__Tasks__
1. From the abstract on optimizing electronic device design, extract the passage that begins at the words "In order to" and ends after the words "the global optimum.".
2. Decide whether each statement agrees with the abstract on optimizing electronic device design. Answer yes or no for each, and quote the deciding words of the abstract. (a) Local search algorithms can guarantee that their solution is the global optimum. (b) In portable devices, the key design objective is that the device consume as little electricity as possible. (c) Global search techniques find the global optimum faster than local search.
3. Proceed with the abstract on optimizing electronic device design, picking up right after its final sentence.

-- start of Text segment --

Date of Award

2014-01-01

Degree Name

Master of Science

Department

Computer Science

Advisor(s)

Martine Ceberio

Abstract

Most electronic devices we are familiar with, such as cell phones and computers, are small and require similarly small electronic components arranged and connected in small areas. Finding the right size and arrangement of the components inside a device can be a challenge. The manufacturing process of the components limits their possible size, some components have specific needs to operate at a certain speed, and the total area of the device is also limited. In portable devices, these designs have one important objective: that the entire device consumes the minimum amount of electricity possible, so the device can keep functioning for a longer time without recharging its battery. Engineers could try multiple designs and see which one is best. This unstructured approach would be inefficient, require a lot of time, and still likely not guarantee that the best configuration has been identified.

Instead, we can express the design restrictions as a series of mathematical equations, the parameters of the design as a set of variables, and the energy as an objective function to be minimized. This is an optimization problem, a category of problems represented as mathematical models in which we seek the minimum (or maximum) value of an objective function, while possibly meeting some constraints / requirements.

In order to solve an optimization problem, search algorithms are needed. Local search focuses on making slight adjustments to the values of the parameters to get progressively better objective function values, and stopping the search when the objective value cannot be improved by any nearby parameter values. Local search algorithms rely on an initial "guess" of the parameter values to converge to the closest minimum of the objective function. Because of this, they cannot guarantee that the solution is the overall minimum (a global optimum). Global search uses techniques that expand the range of possible values the parameters to overcome the drawback of local search. Global search techniques trade off execution time for improved accuracy, taking a longer time to find the global optimum.

-- end of Text segment --
-- start of Supplied entries --

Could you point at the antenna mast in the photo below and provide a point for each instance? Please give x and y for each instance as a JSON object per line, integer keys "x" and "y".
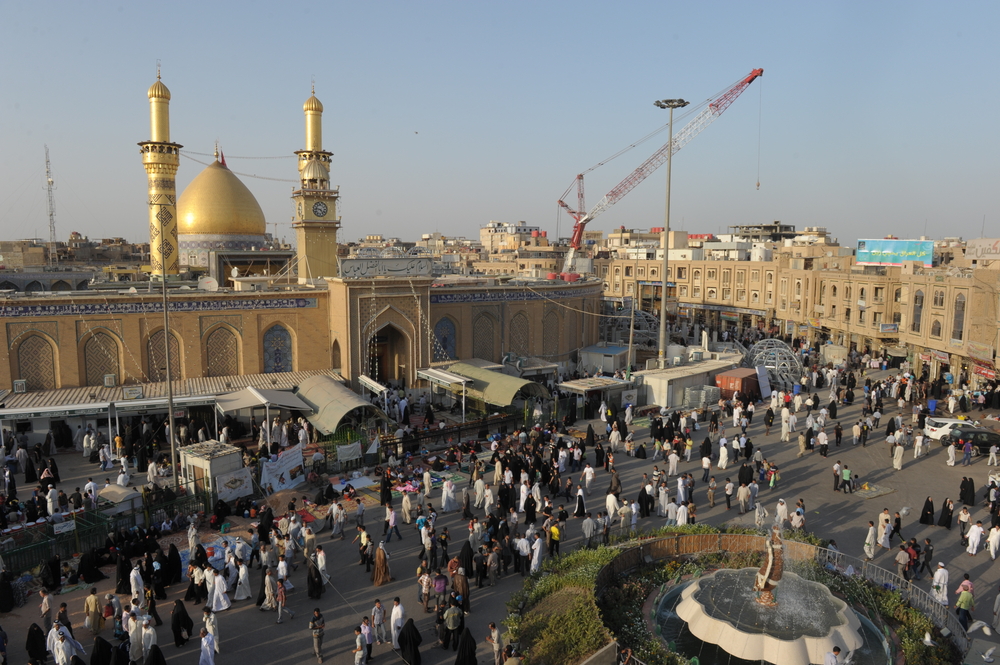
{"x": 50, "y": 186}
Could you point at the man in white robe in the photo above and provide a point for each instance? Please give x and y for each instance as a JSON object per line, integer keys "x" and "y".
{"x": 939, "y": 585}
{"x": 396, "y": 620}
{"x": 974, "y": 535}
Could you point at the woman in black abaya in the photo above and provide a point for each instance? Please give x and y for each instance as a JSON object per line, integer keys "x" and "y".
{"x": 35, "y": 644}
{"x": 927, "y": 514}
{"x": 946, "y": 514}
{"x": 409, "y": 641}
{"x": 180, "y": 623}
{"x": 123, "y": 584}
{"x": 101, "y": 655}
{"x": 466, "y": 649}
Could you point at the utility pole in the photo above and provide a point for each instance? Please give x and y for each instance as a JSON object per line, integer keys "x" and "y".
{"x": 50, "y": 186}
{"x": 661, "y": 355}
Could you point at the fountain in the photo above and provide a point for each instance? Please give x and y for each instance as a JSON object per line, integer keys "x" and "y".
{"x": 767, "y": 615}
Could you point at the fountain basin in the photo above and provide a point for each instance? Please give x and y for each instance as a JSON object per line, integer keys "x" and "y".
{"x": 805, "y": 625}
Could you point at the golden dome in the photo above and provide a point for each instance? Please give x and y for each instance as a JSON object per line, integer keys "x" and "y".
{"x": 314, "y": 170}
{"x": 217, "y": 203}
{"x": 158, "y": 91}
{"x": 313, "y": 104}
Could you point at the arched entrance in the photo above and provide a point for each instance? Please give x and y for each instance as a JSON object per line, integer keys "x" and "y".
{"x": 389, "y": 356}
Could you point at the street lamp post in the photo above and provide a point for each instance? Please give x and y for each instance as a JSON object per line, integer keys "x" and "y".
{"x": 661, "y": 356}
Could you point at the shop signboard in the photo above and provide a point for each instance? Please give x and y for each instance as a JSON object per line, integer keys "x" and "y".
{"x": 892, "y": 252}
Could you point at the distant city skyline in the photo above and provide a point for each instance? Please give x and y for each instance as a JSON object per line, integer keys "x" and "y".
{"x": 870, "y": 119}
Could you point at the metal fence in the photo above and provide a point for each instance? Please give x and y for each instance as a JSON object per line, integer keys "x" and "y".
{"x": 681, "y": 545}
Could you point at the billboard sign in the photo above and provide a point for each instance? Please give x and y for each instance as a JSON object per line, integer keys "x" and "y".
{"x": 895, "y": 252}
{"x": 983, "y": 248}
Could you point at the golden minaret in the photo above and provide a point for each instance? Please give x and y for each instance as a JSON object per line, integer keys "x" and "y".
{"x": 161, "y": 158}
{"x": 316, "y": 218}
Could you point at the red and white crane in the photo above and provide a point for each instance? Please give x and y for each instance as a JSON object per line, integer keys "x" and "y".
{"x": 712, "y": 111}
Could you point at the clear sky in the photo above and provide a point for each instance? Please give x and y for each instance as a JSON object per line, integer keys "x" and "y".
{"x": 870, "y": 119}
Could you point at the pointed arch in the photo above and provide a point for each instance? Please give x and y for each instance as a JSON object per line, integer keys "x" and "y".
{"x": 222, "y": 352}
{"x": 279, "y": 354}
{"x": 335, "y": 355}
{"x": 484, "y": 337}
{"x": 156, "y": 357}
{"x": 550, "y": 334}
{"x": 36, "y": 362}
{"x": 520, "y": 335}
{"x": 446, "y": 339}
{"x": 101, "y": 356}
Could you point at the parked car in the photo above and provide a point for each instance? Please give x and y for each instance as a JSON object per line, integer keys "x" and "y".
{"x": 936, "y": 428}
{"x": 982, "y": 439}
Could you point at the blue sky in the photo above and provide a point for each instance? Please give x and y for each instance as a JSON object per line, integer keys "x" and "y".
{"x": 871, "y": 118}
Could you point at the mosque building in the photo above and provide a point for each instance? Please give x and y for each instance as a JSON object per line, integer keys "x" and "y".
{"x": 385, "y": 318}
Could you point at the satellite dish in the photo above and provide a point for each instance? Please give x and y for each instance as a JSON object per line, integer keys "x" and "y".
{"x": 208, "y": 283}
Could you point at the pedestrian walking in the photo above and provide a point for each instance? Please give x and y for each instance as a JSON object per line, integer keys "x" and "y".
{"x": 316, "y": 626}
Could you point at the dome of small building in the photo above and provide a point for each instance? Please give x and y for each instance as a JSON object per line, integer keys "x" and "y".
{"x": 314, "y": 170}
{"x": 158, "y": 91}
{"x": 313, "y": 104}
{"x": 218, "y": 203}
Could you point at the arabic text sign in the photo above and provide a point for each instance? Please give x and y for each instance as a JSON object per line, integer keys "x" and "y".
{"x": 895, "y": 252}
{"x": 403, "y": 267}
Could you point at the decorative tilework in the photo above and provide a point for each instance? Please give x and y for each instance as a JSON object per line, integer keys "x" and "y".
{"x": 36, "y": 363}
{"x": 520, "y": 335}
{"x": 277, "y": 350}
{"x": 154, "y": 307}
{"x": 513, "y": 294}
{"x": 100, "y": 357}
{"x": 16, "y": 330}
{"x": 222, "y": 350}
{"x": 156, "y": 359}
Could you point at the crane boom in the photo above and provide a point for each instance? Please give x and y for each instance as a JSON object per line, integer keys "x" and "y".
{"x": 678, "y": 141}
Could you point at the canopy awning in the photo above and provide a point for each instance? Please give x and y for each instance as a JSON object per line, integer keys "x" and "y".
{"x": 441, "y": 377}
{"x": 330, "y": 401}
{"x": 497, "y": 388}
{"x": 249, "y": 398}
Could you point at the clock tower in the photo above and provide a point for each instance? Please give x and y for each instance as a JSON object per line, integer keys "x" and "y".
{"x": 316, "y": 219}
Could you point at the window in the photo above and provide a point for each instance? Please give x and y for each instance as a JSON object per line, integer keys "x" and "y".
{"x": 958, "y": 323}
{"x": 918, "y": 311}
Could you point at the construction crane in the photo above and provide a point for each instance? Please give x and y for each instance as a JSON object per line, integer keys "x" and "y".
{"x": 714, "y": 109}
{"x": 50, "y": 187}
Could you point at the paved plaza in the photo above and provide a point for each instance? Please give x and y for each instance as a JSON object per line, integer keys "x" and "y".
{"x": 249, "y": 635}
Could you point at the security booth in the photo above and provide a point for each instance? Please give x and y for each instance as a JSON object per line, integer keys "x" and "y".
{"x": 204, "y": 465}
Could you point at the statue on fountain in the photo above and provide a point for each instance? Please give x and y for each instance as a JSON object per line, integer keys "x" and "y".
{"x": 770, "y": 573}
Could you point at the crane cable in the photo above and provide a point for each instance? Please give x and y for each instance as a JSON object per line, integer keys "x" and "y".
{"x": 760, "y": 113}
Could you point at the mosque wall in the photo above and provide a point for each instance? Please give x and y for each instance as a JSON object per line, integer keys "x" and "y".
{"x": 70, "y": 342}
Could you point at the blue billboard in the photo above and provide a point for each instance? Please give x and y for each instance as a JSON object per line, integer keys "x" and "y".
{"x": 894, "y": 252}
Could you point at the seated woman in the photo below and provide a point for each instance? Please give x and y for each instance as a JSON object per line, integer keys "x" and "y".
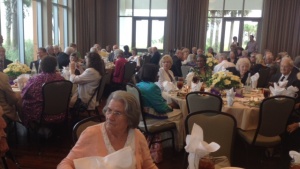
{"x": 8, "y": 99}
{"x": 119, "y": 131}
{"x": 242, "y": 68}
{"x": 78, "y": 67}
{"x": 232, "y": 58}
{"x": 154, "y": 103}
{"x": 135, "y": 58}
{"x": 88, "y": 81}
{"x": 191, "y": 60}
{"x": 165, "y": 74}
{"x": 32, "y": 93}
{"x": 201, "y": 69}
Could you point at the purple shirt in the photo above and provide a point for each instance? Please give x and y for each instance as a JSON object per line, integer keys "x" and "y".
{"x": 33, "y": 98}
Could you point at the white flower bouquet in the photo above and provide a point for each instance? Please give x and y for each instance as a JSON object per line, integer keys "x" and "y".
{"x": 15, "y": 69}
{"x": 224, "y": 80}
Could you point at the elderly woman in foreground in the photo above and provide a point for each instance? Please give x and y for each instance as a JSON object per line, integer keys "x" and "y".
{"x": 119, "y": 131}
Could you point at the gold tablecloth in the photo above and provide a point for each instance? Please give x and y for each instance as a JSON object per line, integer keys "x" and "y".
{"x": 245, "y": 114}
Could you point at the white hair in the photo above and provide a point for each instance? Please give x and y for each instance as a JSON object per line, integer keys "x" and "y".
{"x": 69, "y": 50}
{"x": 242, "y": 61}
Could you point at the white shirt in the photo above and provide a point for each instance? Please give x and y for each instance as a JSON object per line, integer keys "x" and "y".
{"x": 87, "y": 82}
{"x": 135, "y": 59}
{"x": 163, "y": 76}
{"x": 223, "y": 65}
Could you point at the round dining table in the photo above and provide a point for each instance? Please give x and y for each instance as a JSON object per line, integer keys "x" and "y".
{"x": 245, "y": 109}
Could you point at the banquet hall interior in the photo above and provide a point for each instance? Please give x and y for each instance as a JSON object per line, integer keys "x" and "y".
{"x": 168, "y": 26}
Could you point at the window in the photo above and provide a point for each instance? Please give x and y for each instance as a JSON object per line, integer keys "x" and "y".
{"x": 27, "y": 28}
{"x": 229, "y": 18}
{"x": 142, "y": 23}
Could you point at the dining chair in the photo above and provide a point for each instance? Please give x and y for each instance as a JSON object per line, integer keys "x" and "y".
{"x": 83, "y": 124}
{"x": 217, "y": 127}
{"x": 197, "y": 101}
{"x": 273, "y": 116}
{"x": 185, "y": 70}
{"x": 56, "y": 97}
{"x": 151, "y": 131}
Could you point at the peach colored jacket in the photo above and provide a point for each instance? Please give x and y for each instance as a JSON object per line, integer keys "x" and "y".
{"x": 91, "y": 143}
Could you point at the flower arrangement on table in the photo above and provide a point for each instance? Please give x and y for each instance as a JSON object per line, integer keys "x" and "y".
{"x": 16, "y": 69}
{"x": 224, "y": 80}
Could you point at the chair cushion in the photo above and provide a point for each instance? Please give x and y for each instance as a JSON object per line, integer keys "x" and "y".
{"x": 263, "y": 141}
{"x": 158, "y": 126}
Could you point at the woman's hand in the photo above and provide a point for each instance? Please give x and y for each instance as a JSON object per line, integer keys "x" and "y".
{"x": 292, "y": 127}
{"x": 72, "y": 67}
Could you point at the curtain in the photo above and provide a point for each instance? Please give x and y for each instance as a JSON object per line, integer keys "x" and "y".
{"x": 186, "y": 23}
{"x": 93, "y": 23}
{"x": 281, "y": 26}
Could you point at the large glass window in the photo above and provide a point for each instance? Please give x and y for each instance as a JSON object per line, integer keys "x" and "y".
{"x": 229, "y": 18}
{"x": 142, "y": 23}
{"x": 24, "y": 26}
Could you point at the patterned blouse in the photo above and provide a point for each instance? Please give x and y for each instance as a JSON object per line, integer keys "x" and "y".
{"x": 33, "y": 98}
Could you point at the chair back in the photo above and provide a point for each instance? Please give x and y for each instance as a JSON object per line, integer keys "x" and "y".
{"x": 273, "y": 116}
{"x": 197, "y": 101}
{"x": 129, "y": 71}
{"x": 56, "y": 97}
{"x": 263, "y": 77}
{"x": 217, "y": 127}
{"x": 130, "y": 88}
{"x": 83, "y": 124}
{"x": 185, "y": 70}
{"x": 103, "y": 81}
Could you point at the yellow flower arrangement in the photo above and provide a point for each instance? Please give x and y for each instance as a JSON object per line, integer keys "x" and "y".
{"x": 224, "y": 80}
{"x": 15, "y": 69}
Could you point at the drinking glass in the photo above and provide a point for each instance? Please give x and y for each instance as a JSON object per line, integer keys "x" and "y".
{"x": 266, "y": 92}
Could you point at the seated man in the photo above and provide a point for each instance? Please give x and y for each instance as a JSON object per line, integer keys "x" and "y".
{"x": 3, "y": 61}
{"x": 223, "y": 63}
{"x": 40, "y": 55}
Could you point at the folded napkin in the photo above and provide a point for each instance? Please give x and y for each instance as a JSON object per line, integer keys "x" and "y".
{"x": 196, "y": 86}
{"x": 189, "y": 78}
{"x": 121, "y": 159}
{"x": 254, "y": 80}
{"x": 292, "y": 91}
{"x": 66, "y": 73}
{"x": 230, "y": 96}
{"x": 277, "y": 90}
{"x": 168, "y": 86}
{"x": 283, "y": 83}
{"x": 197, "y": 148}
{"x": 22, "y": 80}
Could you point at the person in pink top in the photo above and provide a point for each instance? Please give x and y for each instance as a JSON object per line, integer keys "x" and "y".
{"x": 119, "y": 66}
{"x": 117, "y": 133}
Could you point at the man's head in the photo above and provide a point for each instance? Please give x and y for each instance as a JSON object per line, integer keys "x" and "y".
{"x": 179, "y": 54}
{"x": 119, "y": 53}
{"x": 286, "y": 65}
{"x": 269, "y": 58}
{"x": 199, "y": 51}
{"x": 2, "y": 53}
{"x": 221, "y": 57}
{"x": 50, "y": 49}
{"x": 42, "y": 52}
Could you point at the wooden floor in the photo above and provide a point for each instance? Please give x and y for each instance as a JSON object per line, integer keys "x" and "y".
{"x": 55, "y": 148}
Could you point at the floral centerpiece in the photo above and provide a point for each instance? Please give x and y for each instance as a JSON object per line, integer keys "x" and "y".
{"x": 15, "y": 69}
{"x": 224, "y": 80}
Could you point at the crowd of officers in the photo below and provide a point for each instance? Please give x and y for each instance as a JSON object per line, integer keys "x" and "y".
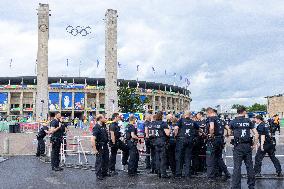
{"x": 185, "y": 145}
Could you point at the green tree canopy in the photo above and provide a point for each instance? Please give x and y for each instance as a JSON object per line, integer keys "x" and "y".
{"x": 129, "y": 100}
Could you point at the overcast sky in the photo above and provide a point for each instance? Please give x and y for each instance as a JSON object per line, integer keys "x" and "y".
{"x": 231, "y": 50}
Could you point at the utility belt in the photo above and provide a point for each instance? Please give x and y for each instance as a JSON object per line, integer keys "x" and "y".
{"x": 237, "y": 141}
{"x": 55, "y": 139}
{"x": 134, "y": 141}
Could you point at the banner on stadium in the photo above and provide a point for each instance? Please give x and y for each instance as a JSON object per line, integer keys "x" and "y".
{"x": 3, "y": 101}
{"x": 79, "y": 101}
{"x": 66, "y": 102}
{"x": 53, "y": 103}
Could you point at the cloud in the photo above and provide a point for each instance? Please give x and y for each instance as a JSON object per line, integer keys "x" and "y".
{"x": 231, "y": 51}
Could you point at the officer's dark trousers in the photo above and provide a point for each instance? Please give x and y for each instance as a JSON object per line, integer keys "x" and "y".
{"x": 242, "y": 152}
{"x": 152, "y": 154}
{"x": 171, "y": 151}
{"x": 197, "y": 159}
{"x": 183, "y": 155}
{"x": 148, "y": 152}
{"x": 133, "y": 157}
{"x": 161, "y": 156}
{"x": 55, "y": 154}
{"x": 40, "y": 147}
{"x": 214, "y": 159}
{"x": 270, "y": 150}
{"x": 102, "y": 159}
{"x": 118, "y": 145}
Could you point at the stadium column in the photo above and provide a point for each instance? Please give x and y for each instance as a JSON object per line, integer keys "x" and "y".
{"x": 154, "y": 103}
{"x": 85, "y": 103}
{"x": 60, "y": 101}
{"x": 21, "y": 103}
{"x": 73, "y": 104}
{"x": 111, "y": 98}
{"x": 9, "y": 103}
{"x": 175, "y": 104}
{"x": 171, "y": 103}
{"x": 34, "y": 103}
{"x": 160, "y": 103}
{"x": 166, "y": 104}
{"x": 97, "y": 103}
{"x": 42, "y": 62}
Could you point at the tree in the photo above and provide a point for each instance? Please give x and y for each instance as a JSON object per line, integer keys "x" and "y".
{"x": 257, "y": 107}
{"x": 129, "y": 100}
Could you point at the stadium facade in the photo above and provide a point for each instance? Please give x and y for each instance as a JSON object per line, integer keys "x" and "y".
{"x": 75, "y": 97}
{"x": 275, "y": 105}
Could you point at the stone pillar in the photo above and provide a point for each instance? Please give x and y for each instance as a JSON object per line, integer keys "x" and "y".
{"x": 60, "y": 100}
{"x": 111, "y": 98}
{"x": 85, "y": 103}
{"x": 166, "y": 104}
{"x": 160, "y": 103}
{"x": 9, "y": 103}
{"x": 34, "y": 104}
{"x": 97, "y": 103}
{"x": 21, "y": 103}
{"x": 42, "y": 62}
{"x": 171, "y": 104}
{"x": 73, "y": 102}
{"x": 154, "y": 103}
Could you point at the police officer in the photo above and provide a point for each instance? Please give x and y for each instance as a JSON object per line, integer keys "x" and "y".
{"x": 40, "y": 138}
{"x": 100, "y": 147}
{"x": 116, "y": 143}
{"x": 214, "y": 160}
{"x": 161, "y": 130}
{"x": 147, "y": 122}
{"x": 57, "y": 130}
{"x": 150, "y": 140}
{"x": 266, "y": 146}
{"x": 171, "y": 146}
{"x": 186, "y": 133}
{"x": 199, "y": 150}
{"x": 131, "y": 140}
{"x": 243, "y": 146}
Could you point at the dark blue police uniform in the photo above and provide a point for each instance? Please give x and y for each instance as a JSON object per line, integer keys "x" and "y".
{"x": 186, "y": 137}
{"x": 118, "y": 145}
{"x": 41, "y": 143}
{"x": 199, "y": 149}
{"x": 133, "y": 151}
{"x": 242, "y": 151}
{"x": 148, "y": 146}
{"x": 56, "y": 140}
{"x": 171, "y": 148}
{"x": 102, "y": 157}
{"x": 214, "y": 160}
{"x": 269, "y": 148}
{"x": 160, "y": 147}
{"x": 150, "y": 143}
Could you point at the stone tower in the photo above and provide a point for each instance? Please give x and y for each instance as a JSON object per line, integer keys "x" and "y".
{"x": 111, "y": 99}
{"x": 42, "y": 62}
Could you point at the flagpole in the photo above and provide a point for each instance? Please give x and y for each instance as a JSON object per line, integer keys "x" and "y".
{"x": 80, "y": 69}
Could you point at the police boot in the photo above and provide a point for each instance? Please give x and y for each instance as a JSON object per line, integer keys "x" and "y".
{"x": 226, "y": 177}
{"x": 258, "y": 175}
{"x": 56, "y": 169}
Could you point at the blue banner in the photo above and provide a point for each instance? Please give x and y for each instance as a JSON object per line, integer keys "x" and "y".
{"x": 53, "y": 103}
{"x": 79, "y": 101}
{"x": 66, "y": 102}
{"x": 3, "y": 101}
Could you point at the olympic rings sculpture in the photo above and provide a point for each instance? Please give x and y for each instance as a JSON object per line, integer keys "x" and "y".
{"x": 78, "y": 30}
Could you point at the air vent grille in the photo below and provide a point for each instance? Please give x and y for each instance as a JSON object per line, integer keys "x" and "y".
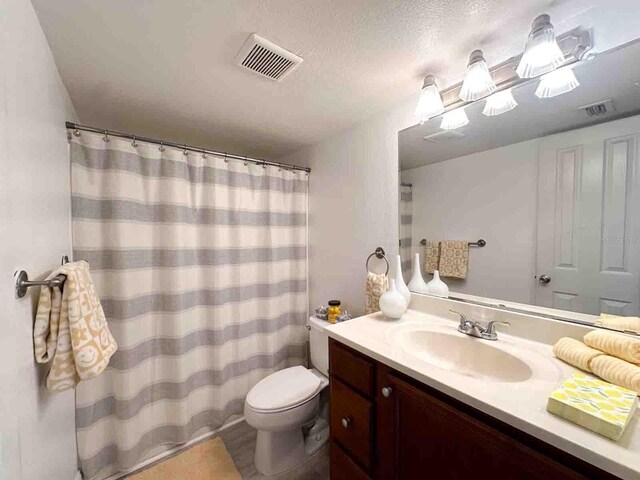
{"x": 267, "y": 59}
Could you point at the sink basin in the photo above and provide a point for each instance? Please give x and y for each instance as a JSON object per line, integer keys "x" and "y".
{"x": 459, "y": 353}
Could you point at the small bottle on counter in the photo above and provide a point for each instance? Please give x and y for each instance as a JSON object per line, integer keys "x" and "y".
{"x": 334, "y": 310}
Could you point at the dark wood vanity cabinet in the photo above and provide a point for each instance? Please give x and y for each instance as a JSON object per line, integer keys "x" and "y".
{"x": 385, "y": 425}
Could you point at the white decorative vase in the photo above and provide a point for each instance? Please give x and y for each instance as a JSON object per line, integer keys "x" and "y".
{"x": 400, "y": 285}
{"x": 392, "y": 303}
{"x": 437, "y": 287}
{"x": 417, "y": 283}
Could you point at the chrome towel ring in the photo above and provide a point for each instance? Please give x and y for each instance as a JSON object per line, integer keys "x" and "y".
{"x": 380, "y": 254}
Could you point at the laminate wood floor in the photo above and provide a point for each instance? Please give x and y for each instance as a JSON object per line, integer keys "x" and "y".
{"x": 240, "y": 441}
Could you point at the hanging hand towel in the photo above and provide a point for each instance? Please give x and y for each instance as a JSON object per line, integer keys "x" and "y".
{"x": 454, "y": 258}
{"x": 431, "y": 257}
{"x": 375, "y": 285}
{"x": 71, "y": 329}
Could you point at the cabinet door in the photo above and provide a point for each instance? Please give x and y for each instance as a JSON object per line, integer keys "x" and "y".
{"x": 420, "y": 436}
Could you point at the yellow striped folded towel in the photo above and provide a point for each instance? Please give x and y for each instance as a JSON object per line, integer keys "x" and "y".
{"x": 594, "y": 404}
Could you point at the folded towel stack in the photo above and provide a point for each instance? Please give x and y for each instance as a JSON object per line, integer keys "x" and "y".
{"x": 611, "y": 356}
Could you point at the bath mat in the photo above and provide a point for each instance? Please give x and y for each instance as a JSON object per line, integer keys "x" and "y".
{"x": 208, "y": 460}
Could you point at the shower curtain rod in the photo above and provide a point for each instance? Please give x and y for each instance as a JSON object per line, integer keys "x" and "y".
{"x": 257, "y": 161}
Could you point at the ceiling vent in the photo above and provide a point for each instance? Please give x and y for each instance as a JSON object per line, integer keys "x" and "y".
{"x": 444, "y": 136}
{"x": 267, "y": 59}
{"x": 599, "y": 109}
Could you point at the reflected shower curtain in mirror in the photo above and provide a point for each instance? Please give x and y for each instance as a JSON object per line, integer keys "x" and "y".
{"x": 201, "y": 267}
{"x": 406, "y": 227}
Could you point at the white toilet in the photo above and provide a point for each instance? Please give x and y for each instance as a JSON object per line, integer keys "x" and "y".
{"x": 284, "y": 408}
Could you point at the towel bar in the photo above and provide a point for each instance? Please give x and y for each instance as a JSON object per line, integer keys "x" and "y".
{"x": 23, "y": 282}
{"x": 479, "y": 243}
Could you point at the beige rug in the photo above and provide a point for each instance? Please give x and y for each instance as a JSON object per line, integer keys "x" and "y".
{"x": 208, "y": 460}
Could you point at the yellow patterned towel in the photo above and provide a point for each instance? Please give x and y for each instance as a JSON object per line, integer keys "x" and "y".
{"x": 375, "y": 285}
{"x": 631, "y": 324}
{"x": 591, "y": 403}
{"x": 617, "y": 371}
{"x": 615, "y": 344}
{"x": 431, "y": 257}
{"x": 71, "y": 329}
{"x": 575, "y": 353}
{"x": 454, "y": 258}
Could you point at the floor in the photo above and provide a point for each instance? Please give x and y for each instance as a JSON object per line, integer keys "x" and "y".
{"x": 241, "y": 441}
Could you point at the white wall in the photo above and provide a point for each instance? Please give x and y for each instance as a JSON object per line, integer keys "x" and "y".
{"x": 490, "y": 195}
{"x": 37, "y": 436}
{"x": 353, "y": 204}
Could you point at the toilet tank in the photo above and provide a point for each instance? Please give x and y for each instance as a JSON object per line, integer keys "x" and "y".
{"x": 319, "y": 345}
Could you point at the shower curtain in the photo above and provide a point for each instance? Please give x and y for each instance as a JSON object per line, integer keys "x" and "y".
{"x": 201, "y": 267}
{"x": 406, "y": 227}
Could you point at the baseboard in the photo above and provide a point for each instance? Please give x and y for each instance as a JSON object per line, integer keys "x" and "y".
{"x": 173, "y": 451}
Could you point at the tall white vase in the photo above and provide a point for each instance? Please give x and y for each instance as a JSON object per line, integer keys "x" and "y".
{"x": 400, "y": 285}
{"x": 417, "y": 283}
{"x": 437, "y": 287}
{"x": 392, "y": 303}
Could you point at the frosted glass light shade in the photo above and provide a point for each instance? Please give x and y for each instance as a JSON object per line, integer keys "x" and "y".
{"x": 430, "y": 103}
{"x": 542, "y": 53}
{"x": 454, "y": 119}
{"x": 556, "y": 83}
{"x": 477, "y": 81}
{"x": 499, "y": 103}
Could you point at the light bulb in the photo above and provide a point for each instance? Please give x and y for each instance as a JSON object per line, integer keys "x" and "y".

-- end of Supplied entries --

__Final results__
1.
In order to solve an optimization problem, search algorithms are needed. Local search focuses on making slight adjustments to the values of the parameters to get progressively better objective function values, and stopping the search when the objective value cannot be improved by any nearby parameter values. Local search algorithms rely on an initial "guess" of the parameter values to converge to the closest minimum of the objective function. Because of this, they cannot guarantee that the solution is the overall minimum (a global optimum). Global search uses techniques that expand the range of possible values the parameters to overcome the drawback of local search. Global search techniques trade off execution time for improved accuracy, taking a longer time to find the global optimum.

2.
(a) No: "they cannot guarantee that the solution is the overall minimum (a global optimum)."
(b) Yes: "that the entire device consumes the minimum amount of electricity possible."
(c) No: "Global search techniques trade off execution time for improved accuracy, taking a longer time to find the global optimum."

3.
In this Thesis, a global optimization search algorithm is introduced. The main goal of this algorithm is to guarantee an objective function value that is a global optimum. Interval are used to model the search space and guarantee an exhaustive search, hence a global result.

Two search algorithms were developed. The first algorithm uses speculation over the interval range of the objective function, by placing "bets'" on the expected minimum value until finding it or proving it is not correct. The second algorithm is an enhancement of the first one, improving the convergence of the upper bound of the objective function by using derivative-based local search techniques for constrained and unconstrained optimization.

Our results show promise. The first algorithm finds good interval enclosures of the objective function for both constrained and unconstrained problems. The second algorithm shows improvements on unconstrained optimization by finding a better upper bound of the objective function's evaluation interval in less time than the first algorithm. These contributions will help in developing more efficient and guaranteed global optimizers for complex optimization problems.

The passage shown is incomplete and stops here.